WHAT IS REQUIRED: Extract every line of the entries below and reproduce each one without any change.

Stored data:

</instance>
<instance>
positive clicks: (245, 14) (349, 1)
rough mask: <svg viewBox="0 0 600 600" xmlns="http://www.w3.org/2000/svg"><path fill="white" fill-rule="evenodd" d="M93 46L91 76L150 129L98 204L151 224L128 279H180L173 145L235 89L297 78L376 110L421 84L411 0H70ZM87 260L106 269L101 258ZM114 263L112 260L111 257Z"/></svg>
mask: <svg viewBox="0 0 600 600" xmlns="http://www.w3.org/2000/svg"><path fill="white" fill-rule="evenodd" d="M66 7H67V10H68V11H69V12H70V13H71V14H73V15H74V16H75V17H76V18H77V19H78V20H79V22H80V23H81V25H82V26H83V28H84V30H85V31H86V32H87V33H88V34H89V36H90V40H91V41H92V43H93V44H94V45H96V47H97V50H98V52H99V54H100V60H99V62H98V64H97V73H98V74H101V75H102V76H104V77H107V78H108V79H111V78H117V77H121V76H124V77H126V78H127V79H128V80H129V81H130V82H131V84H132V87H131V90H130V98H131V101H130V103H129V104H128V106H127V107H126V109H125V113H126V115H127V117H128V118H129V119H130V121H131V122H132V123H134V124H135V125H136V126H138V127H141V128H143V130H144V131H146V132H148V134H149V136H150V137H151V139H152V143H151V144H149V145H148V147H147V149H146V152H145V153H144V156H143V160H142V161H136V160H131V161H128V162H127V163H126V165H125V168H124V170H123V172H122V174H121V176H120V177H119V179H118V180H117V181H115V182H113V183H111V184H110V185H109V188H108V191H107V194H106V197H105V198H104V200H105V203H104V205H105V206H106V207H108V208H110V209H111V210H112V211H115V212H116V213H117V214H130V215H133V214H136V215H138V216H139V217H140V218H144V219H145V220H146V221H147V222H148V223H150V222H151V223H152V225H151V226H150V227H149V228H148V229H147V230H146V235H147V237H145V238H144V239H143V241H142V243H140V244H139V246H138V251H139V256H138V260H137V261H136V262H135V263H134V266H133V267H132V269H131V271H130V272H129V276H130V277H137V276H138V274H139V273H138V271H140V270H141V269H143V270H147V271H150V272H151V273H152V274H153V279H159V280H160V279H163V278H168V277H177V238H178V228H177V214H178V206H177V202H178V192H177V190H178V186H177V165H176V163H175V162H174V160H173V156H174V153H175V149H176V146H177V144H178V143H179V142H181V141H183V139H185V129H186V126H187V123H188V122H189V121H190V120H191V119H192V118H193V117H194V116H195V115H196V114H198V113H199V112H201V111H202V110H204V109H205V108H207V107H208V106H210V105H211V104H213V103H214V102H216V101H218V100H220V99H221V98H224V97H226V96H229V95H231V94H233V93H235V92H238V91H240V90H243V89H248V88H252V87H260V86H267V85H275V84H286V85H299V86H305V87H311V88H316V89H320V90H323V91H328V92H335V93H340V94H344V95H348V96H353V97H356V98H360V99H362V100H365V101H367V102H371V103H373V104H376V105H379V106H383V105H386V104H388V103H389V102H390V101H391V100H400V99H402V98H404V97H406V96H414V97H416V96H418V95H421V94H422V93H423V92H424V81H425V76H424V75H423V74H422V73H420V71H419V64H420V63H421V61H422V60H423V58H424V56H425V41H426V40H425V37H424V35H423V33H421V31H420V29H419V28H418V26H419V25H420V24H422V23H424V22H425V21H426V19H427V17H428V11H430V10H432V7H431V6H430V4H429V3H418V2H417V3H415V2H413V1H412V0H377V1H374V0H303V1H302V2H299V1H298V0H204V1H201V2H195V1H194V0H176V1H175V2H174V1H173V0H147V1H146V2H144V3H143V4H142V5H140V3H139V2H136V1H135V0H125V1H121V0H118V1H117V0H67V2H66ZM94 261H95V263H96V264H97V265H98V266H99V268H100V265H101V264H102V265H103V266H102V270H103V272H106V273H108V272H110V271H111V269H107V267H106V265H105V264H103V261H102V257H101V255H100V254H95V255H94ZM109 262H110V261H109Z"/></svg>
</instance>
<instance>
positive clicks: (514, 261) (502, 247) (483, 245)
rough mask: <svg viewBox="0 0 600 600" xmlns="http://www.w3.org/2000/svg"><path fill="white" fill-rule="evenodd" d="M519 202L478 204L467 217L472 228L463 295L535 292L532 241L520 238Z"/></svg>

RESULT:
</instance>
<instance>
positive clicks: (245, 14) (349, 1)
rough mask: <svg viewBox="0 0 600 600" xmlns="http://www.w3.org/2000/svg"><path fill="white" fill-rule="evenodd" d="M93 46L91 76L150 129L98 204L151 224L128 279H180L173 145L235 89L297 78L376 110L421 84L411 0H70ZM87 260L106 269L101 258ZM114 263L112 260L111 257Z"/></svg>
mask: <svg viewBox="0 0 600 600" xmlns="http://www.w3.org/2000/svg"><path fill="white" fill-rule="evenodd" d="M66 7H67V10H68V11H69V12H70V13H71V14H73V15H74V16H75V17H76V18H77V19H78V20H79V22H80V23H81V25H82V26H83V28H84V30H85V31H86V32H87V33H88V34H89V36H90V40H91V41H92V43H93V44H94V45H96V47H97V50H98V52H99V54H100V60H99V62H98V64H97V73H98V74H101V75H102V76H104V77H107V78H108V79H111V78H117V77H121V76H124V77H126V78H127V79H128V80H129V81H130V82H131V84H132V87H131V90H130V98H131V101H130V103H129V104H128V106H127V107H126V109H125V113H126V115H127V117H128V118H129V119H130V121H131V122H132V123H134V124H135V125H136V126H138V127H141V128H143V130H144V131H146V132H148V134H149V136H150V137H151V139H152V143H151V144H149V145H148V147H147V149H146V152H145V153H144V156H143V160H142V161H136V160H131V161H128V162H127V163H126V165H125V168H124V170H123V172H122V174H121V176H120V177H119V179H118V180H117V181H115V182H113V183H111V184H110V185H109V188H108V191H107V194H106V197H105V198H104V200H105V203H104V205H105V206H106V207H108V208H110V209H111V210H112V211H115V212H116V213H117V214H130V215H133V214H136V215H138V216H139V217H140V218H144V219H145V220H146V221H147V222H148V223H150V222H151V223H152V225H151V226H150V227H149V228H148V229H147V230H146V235H147V237H145V238H144V239H143V241H142V243H140V244H139V246H138V251H139V256H138V260H137V261H136V262H135V263H134V266H133V267H132V269H131V271H130V272H129V276H130V277H137V276H138V274H139V273H138V271H140V270H141V269H143V270H147V271H150V272H151V273H152V274H153V279H159V280H160V279H163V278H168V277H177V238H178V228H177V214H178V206H177V202H178V192H177V190H178V186H177V165H176V163H175V162H174V160H173V156H174V153H175V149H176V146H177V144H178V143H179V142H181V141H183V139H185V129H186V126H187V123H188V122H189V121H190V120H191V119H192V118H193V117H194V116H195V115H196V114H198V113H199V112H201V111H202V110H204V109H205V108H207V107H208V106H210V105H211V104H213V103H214V102H216V101H218V100H220V99H221V98H224V97H226V96H229V95H231V94H233V93H235V92H238V91H240V90H243V89H248V88H252V87H260V86H267V85H275V84H286V85H299V86H305V87H311V88H316V89H320V90H323V91H328V92H335V93H340V94H344V95H348V96H353V97H356V98H360V99H362V100H365V101H367V102H371V103H373V104H376V105H379V106H383V105H386V104H388V103H389V102H390V101H391V100H400V99H402V98H404V97H406V96H414V97H416V96H418V95H421V94H422V93H423V92H424V81H425V76H424V75H423V74H422V73H420V71H419V64H420V63H421V61H422V60H423V58H424V56H425V41H426V40H425V37H424V35H423V33H421V31H420V29H419V28H418V26H419V25H420V24H422V23H424V22H425V21H426V19H427V17H428V11H430V10H432V7H431V6H430V4H429V3H418V2H417V3H415V2H413V1H412V0H377V1H374V0H303V1H302V2H299V1H298V0H204V1H201V2H195V1H194V0H176V1H175V2H174V1H173V0H147V1H146V2H144V3H143V4H142V5H140V3H139V2H136V1H135V0H125V1H121V0H118V1H117V0H67V2H66ZM94 261H95V263H96V264H97V265H98V266H99V268H100V265H101V264H102V265H103V266H102V270H103V272H106V273H108V272H110V271H111V269H107V267H106V265H105V264H103V261H102V257H101V255H100V254H95V255H94ZM109 262H110V261H109Z"/></svg>
</instance>
<instance>
positive clicks: (514, 261) (502, 247) (483, 245)
rough mask: <svg viewBox="0 0 600 600" xmlns="http://www.w3.org/2000/svg"><path fill="white" fill-rule="evenodd" d="M519 202L478 204L467 217L472 228L463 295L535 292L532 241L520 238Z"/></svg>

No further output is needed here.